As the Celebrates 114 yrs. … JOHN BAIMBA INSPIRES ST. HELENA PUPILS

As the Celebrates 114 yrs. … JOHN BAIMBA INSPIRES ST. HELENA PUPILS

Speech by John Baimba Sesay at the 114th Foundation Day Ceremony of the St Helena Secondary School, Kissy, in Freetown on 3 February 2022

Mr. Chairman, Board of Governors, Principals of both Junior and Senior schools, Staff, Pupils, distinguished Ladies and Gentlemen, let me express profound appreciation to you all for joining the St. Helena Secondary School to celebrate its 114th Foundation Day. I’m deeply honoured to have been invited to serve as the Keynote Speaker on this auspicious occasion.

This school, founded in 1908 by missionaries from the African Methodist Episcopal Mission-AME of the United States of America, remains a key player in developing Sierra Leone’s human resource basin. Here is a brief history:  First, situated at Wellington Street, Freetown, St. Helena AME Seminary was only catering for students doing theology and, at the time, started with a group of 35 students. Due to the huge demand for admission, the school was moved to Pademba Road and later to Africanus Kissy in 1954. 

As I look at the Principals and Staff, I can see sacrifices and hard work. Looking at the Pupils, I can see a thirst for knowledge and an eagerness for the unknown. And as I look at the parents and guardians, all I can see are the struggles of my parents—making sacrifices so that I, standing here before you all, would taste the fruits of education. Education is a process in which the Principal, teachers, pupils and the parents and guardians are all interconnected.

Though it is an interconnected process, it takes hard work, self-discipline, and honesty for a pupil to achieve greatness. We cannot achieve excellence by cutting corners, and we cannot achieve greatness through dishonest means. And we cannot achieve greatness by being lazy. Great people have achieved their statuses through a combination of those factors highlighted earlier.

Mr. Chairman, Board of Governors, Principal, Staff, Pupils, distinguished Ladies and Gentlemen, let me now go to the thrust of my address here today. The topic I want to talk about is: “Achieving greatness through hard work”. Though I humbly regard myself as a work in progress to achieve greatness, I will use myself as a watered-down example of how greatness could be achieved through hard work.

**Data provided**
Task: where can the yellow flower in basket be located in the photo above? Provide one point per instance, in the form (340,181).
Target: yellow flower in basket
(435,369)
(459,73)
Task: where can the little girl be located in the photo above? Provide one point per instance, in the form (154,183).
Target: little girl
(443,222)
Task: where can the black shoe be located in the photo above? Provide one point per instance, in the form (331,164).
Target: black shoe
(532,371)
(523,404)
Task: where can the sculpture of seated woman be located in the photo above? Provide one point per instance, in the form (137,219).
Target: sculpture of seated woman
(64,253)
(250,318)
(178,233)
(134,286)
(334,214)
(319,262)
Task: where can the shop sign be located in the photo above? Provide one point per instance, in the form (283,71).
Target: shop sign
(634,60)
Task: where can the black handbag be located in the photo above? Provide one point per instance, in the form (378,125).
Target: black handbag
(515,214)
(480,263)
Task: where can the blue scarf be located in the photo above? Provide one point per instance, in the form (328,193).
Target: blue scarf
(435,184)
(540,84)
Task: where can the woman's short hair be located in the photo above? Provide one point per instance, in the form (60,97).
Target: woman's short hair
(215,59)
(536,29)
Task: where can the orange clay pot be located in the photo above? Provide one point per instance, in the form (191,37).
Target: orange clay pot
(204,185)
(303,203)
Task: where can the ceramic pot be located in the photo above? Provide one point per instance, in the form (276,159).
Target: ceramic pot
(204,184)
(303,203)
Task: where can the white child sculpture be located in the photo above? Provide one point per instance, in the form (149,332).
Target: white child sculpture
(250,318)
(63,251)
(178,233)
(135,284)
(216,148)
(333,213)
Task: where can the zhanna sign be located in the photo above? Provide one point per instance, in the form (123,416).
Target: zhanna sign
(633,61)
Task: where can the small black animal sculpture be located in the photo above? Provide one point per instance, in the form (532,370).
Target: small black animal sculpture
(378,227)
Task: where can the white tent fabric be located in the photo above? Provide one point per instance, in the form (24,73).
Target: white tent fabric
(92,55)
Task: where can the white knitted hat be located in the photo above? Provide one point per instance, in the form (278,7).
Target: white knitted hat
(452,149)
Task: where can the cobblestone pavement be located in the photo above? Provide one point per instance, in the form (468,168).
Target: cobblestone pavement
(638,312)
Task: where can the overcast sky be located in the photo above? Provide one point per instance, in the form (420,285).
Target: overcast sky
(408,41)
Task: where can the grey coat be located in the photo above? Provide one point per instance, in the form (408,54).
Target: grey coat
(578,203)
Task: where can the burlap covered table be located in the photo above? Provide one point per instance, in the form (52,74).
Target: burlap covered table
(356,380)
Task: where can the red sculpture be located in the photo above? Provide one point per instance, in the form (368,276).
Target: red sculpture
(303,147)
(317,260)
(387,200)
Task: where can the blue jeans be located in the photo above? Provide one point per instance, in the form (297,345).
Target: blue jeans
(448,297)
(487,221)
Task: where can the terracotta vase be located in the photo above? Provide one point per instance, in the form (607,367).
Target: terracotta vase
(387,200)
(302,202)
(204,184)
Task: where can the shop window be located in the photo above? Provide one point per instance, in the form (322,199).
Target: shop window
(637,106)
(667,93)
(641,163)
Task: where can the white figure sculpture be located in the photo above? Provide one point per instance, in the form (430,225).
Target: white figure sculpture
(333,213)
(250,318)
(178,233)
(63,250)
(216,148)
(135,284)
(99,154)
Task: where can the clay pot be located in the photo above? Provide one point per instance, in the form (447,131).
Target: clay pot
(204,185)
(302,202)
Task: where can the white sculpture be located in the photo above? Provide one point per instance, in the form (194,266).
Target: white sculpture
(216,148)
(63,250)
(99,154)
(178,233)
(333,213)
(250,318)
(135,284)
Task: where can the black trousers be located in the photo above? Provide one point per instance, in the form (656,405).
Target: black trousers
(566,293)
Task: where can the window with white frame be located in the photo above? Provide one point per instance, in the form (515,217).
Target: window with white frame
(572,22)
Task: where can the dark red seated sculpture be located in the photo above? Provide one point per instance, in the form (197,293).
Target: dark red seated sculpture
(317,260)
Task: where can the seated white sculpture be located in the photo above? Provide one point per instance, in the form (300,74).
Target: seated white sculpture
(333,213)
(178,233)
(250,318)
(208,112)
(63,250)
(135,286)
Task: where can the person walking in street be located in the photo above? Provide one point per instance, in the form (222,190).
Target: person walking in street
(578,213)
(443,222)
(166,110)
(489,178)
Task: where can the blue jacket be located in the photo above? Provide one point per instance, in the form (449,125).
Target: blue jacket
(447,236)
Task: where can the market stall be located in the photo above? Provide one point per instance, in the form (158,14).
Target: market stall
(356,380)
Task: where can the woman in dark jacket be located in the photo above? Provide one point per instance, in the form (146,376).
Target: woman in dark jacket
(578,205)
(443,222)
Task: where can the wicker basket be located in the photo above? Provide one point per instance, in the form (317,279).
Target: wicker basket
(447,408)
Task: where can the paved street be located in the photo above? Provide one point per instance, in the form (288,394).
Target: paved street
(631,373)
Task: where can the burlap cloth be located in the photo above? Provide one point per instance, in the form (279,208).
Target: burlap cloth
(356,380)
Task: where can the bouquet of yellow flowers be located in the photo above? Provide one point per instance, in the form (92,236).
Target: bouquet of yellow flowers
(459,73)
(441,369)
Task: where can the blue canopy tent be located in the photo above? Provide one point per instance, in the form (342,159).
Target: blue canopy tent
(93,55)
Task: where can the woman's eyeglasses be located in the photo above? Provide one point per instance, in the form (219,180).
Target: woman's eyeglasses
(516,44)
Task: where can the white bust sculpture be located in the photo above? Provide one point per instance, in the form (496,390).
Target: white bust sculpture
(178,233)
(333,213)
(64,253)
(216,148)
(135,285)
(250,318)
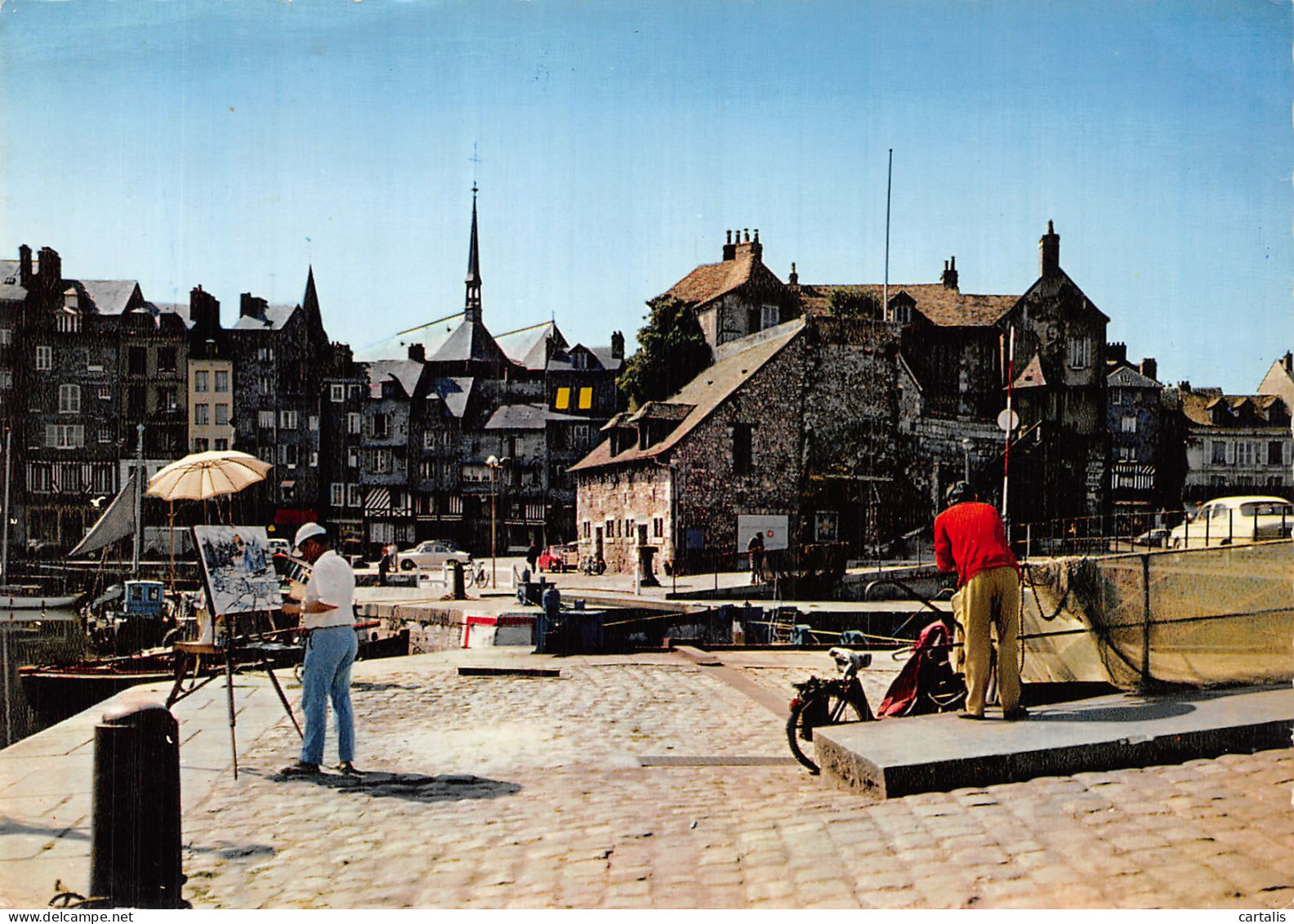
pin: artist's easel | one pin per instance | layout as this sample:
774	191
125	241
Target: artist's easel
188	664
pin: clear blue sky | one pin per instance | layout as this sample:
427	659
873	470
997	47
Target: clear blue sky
233	144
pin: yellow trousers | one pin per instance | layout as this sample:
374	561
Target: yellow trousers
990	602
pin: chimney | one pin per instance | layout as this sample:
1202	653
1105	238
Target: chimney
49	270
1048	250
250	306
203	310
730	248
950	274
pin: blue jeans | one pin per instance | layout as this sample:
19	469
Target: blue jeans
326	675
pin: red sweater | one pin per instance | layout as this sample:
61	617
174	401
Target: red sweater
970	538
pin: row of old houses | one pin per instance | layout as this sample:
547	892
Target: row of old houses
815	426
463	435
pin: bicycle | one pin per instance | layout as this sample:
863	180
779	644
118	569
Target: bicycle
828	702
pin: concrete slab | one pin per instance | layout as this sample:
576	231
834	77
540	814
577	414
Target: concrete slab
937	753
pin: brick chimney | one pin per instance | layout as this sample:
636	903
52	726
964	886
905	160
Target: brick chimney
250	306
950	274
1048	248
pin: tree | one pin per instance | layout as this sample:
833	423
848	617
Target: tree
854	306
671	352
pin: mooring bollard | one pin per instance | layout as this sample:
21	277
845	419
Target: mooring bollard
135	841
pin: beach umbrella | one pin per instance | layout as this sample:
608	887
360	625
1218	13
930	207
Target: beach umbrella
203	475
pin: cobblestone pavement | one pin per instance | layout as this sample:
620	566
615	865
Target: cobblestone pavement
527	792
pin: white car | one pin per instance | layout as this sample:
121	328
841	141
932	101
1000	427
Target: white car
431	554
1234	520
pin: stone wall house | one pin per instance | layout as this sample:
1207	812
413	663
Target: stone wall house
1234	444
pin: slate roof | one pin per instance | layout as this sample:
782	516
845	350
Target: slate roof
529	417
276	317
941	306
454	391
704	395
405	372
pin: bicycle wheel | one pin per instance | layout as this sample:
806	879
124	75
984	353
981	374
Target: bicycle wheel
827	707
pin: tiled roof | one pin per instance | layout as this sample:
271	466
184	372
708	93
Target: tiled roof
704	395
941	306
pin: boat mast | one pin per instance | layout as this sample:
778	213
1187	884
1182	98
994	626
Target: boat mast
139	498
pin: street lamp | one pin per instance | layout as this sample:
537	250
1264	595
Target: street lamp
494	463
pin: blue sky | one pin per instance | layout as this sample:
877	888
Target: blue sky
234	144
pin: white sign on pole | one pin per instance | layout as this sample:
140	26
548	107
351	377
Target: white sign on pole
771	527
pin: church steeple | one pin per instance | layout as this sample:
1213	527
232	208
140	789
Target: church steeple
472	308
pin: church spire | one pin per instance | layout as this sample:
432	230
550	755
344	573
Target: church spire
472	310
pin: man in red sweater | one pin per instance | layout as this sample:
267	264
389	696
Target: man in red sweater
970	538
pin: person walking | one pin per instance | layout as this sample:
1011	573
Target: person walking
328	618
970	538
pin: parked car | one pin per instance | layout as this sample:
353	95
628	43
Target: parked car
431	554
1152	538
1234	520
560	558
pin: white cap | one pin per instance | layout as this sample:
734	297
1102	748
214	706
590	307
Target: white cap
308	531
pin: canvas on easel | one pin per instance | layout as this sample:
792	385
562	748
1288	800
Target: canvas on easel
237	569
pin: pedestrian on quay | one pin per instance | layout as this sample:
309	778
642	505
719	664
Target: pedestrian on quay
970	538
755	547
328	620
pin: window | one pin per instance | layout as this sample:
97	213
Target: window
69	399
1081	352
65	436
742	448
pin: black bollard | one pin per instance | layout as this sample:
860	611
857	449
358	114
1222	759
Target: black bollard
135	842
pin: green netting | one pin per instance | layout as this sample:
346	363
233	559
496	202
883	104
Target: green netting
1201	616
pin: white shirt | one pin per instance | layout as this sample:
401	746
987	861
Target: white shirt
332	583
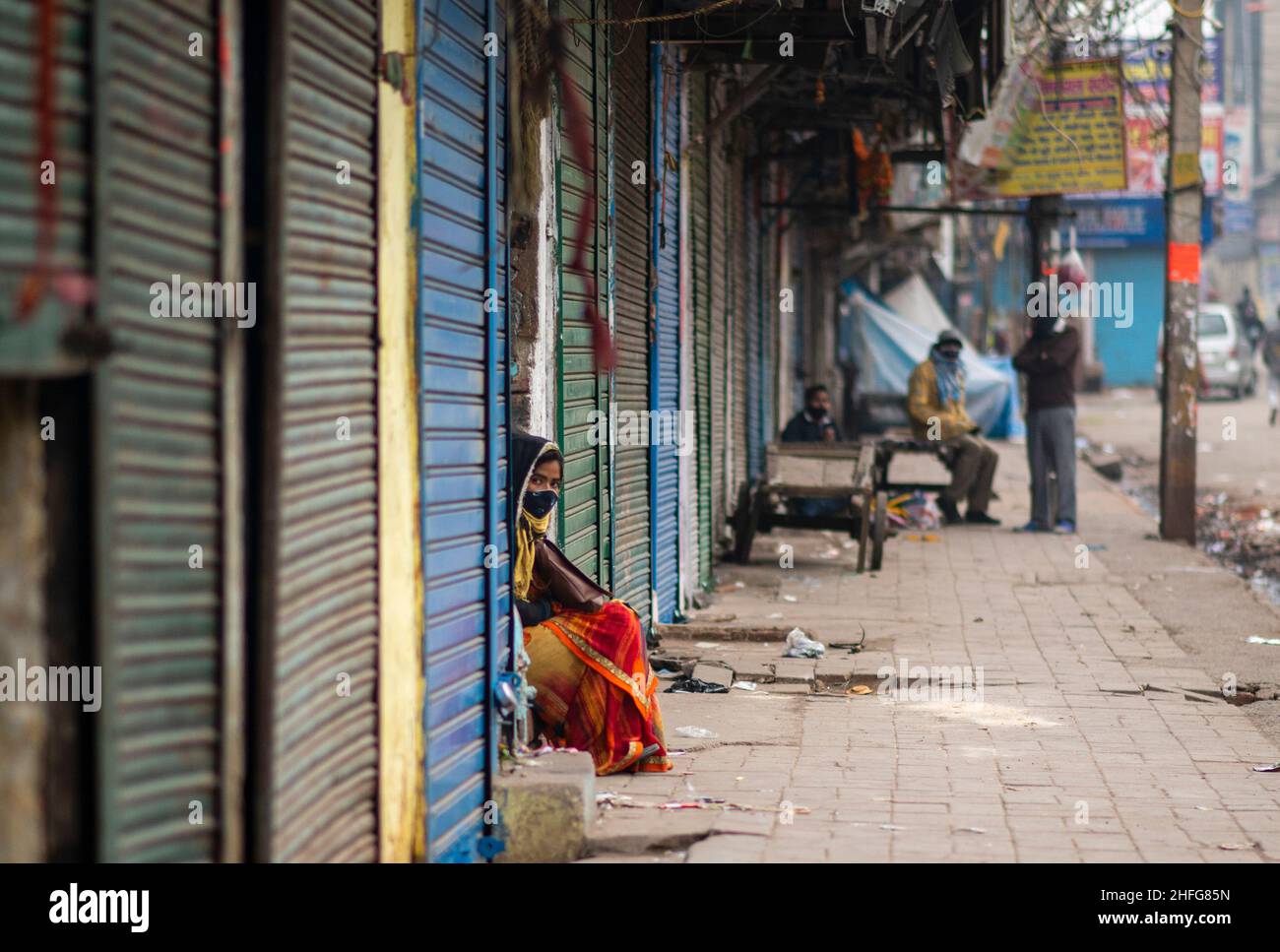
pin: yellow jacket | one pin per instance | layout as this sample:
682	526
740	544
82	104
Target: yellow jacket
923	404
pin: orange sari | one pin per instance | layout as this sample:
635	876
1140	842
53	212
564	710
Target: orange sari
596	691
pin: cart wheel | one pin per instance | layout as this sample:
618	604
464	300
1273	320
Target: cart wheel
745	519
879	528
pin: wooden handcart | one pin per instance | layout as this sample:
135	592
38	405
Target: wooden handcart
815	471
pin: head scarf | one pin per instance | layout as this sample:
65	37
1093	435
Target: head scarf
525	453
950	375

**Instruction 1**
Name every location where the Foundation Day speech says the school has been situated, in the order given.
**Instruction 2**
Extend the Foundation Day speech, beginning right after its final sentence.
The material above stands apart from the Foundation Day speech.

**Task result 1**
Wellington Street, Freetown; Pademba Road; Africanus Kissy

**Task result 2**
It all started when I arrived in Freetown from the provinces in 1999 as an Internally Displaced Person. I had some difficult moments staying with relatives. Life wasn’t that easy, sometimes having to do menial jobs just to survive. I sat to the Basic Education Certificate Examination in 2000, and by 2001, I was enrolled at St. Helena AME Secondary School.

I have good memories of the late Oladipo Venn as Principal. He was a strict person, one who helped shape our future. OHB Venn was our Government teacher at the same time. His book, Essentials of Government, largely prepared many pupils to know the rudiments of governance. Another teacher Mr. James Turay, now in the USA, was more than a History teacher, and he was a friend of most of his pupils. I still recall how sometimes, I would come to school hungry and bump into a cookery stall just next to the school gate, searching for food.

Notwithstanding all of these challenging moments during my days here, 2001-2003, I also served as Senior Prefect, and you all know what that means. You have to be intelligent and hardworking. I wasn’t the poorest of the poor, given the difficulties I was going through, but I knew what it meant growing up in an environment of over 15 others—going to school, sometimes, on an empty stomach.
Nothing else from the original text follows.